[Labeled contour entries]
□ □ □ □

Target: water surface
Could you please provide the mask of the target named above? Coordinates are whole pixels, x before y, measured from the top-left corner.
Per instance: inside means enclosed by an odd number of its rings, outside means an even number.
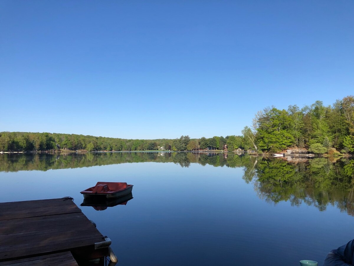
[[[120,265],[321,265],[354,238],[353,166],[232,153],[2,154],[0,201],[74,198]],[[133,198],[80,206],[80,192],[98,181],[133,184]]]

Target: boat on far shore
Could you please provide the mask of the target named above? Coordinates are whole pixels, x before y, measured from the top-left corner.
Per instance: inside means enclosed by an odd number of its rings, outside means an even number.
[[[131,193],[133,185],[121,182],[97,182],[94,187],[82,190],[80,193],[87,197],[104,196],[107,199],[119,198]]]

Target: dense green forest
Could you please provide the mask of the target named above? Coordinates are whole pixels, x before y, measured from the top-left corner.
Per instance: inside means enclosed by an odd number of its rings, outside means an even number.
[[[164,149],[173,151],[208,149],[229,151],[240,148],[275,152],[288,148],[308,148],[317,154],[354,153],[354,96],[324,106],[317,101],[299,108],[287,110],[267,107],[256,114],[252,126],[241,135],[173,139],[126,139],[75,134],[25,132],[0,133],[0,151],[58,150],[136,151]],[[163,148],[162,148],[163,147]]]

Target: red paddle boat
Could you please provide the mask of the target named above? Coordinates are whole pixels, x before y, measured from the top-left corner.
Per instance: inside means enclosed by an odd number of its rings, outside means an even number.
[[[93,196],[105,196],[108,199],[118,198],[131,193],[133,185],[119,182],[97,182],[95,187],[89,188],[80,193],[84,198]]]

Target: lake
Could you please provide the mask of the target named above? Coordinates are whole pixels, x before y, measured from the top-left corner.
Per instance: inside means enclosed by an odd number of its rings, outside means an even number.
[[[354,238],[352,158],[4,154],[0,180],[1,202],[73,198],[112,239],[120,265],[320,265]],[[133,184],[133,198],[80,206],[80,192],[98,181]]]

□ □ □ □

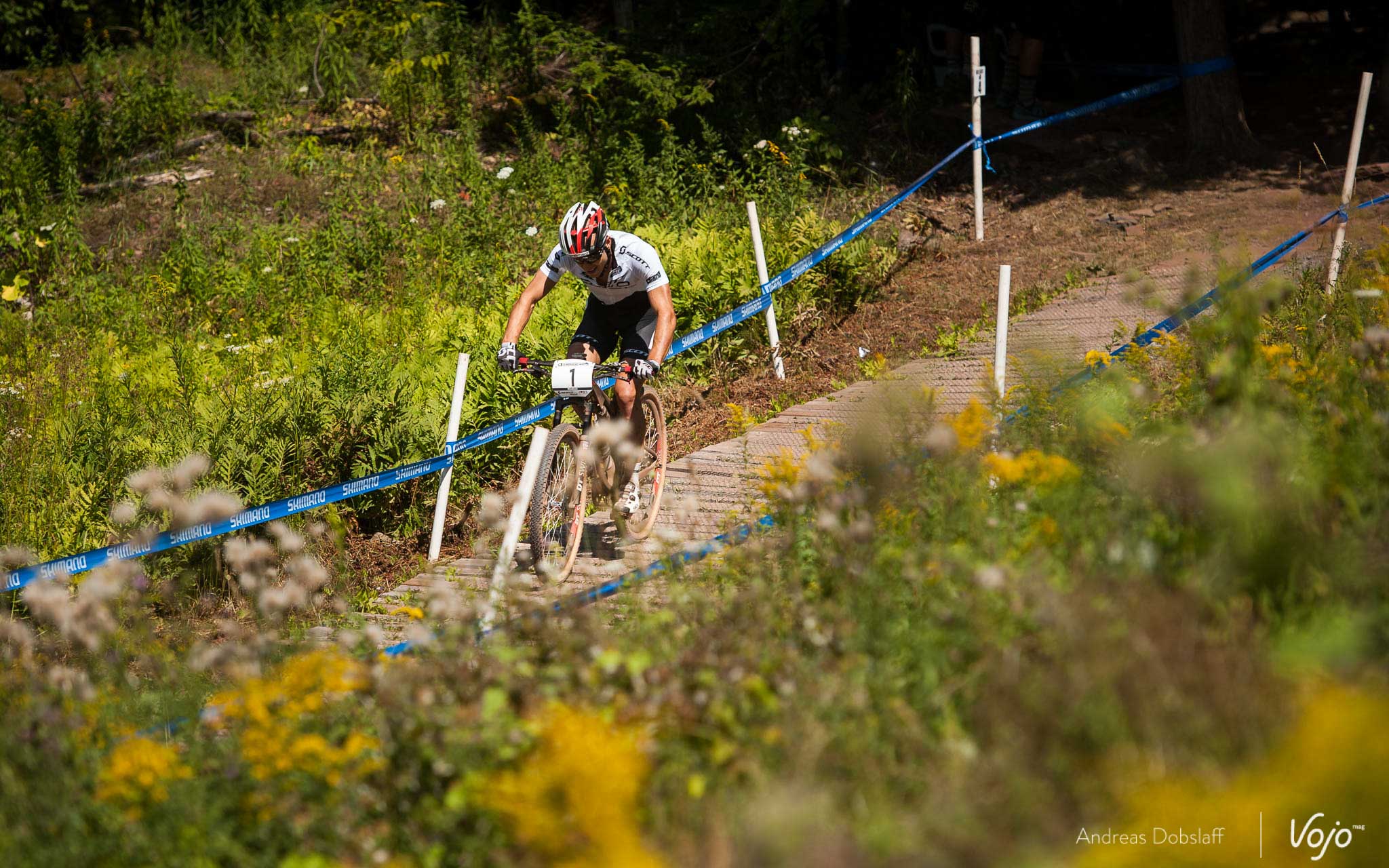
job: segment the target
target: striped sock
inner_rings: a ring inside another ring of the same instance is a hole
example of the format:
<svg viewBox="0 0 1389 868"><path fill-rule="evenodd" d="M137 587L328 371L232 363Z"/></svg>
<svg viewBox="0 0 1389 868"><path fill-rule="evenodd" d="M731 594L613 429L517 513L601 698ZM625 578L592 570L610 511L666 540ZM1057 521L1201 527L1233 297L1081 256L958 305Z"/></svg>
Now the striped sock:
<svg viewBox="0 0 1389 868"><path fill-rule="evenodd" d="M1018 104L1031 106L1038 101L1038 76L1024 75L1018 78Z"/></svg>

□ □ □ □

→ **AIM**
Please count the lines of the data above that contain the string "path", and reply with the number alone.

→ **PROBLEM SOLUTION**
3